**Görev**
Altı muhalefet liderinin Güçlendirilmiş Parlamenter Sistem metnini imzaladığı toplantıya ilişkin haberi, son cümlesinin ardından sürdürün.

**Seçilmiş Metin**
########################################

Altı muhalefet partisi lideri, “Güçlendirilmiş Parlamenter Sistem'' çalışmasını kamuoyuna sunmak üzere bir araya geldi. CHP, İYİ Parti, Saadet Partisi, Demokrat Parti, DEVA ve Gelecek Partisi genel başkanları Bilkent Otel’de buluştu. Liderler, 42 sayfalık Güçlendirilmiş Parlamenter Sistem metnine imza attı. Salona birlikte giren 6 muhalefet partisi liderleri, alfabetik sıraya göre protokole oturdu. Tuluhan Tekelioğlu'nun sunucusu olduğu tören, saygı duruşu ve İstiklal Marşı'nın okunmasıyla başladı. Törende, CHP'den Muharrem Erkek, DEVA Partisi'nden Mustafa Yeneroğlu, DP'den Bülent Şahinalp, Gelecek Partisi'nden Ayhan Sefer Üstün, İYİ Parti'den Prof. Dr. Bahadır Erdem ve Saadet Partisi'nden Bülent Kaya da yer aldı. Parlamenter sistem taslağı üç bölümden oluşuyor. İlk bölümde, Cumhurbaşkanlığı Hükümet Sistemi’nin verdiği zararlar. İkinci bölümde ise güçlendirilmiş parlamenter sistem özetleniyor. Son bölümde ise düzenlemeler aktarılıyor.

########################################

**Alıntılanan Kayıtlar**
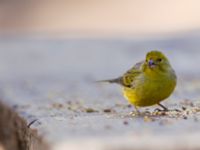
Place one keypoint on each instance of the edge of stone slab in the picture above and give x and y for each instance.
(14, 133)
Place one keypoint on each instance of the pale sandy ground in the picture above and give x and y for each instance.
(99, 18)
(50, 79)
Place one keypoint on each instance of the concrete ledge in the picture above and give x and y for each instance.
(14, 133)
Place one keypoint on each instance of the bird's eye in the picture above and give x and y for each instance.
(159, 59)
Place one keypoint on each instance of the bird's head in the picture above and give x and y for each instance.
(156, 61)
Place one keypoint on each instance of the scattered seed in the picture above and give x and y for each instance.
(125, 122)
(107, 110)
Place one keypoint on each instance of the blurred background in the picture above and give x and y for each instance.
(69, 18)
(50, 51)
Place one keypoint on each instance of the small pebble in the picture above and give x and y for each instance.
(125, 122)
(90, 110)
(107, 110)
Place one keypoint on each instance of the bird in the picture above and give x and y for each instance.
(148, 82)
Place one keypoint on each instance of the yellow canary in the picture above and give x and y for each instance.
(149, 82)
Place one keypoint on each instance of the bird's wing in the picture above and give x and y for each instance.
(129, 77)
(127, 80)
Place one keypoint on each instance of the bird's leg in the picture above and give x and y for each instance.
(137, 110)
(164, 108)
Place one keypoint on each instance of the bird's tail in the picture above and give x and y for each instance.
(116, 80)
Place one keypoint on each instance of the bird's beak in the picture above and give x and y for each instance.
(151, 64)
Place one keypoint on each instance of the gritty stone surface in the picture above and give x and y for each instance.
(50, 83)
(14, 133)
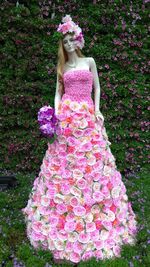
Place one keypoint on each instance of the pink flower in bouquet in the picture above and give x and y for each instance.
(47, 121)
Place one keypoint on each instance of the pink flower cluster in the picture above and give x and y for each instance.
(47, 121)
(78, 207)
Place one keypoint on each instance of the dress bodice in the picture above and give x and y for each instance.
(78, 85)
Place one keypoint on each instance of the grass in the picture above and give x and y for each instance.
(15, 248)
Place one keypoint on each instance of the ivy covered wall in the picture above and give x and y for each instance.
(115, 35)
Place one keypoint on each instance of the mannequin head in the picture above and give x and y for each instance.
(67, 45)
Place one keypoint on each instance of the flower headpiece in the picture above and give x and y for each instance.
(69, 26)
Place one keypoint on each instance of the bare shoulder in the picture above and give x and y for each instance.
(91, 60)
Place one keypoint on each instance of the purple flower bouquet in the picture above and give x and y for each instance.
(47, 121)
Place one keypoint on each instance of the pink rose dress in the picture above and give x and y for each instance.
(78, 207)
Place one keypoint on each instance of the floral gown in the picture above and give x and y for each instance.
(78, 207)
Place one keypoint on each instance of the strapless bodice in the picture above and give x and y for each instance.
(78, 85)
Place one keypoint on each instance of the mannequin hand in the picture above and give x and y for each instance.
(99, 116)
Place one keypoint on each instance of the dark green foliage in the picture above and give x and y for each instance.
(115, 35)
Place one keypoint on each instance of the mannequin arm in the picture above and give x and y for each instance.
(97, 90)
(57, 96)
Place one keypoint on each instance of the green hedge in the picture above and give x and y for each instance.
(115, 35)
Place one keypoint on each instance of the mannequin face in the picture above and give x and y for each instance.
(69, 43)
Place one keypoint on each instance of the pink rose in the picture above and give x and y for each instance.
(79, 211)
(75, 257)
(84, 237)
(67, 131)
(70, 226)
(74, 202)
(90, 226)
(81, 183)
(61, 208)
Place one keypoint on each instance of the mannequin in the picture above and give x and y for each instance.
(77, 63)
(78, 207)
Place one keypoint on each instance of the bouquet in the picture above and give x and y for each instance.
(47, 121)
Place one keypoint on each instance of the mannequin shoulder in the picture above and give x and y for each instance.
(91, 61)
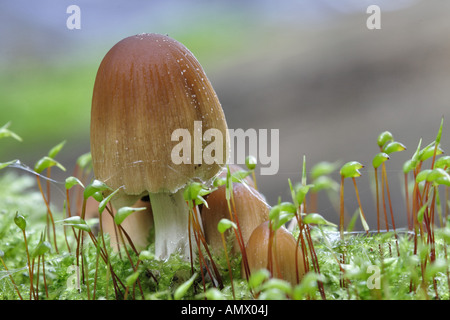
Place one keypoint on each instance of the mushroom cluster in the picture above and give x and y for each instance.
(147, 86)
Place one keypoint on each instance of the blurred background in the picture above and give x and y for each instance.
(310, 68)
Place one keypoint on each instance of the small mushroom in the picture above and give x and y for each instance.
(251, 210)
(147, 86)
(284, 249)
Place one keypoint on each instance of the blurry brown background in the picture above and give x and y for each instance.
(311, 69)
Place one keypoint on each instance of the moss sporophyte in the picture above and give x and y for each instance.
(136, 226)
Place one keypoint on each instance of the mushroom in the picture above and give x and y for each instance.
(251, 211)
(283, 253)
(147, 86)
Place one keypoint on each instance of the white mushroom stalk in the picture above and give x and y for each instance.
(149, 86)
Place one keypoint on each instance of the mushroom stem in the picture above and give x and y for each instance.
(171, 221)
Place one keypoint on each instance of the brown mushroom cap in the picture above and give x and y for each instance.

########################################

**Görevin Yanıtı**
Uzlaşma ilkeleri yok sayıldı
Cumhuriyet Halk Partisi Genel Başkan Yardımcısı Muharrem Erkek metnin ilk bölümünü okumak için kürsüye çıktı. “Savaşa hayır” diyerek sözlerine başlayan Erkek, "Toplumu en geniş yelpazede temsil eden 6 siyasi parti olarak bizler tarihi bir çalışma için bir araya geldik. Yarının Türkiye’sini inşa etmek için hazırladığımız Güçlendirilmiş Parlamenter Sistem Mutabakat Metni’nde istişareyi ve uzlaşmayı esas alarak yoğun bir çalışma gerçekleştirdik. Bilindiği üzere Cumhurbaşkanlığı Hükümet Sistemi’ne 16 Nisan 2017 referandumu ile geçilmiştir. Türkiye siyasi tarihinin en kritik anayasa değişikliklerinden biri olmasına rağmen referandum süreci 15 Temmuz darbe girişimi ardından ilan edilen olağanüstü hal şartlarında ilan edilmiştir. Bu dönemde demokrasinin asli gereği olan çoğulculuk ve uzlaşma ilkeleri yok sayılmış. Anayasa değişikliği geniş toplum kesimleriyle, siyasi partilerle, STK’larla, barolarla müzakere edilmemiştir. İki partinin genel başkanının belirlediği dar bir komisyon tarafından hazırlanan bu anayasa değişikliği, komisyonda 41 gün gibi kısa bir sürede kabul edilmiştir. Devletin bütün imkanları “evet” kampanyası için seferber edilmiş, STK’ların toplantı ve gösteri yürüyüşü düzenleme hakları bile kısıtlanmıştır. Bu sistemde anayasadaki tarafsızlık yeminine rağmen parti genel başkanlığı ile devlet ve hükümet başkanlığı tek kişinin şahsında birleşmiş, partili cumhurbaşkanı ülkenin sorunlarını daha da derinleştirmiştir" dedi.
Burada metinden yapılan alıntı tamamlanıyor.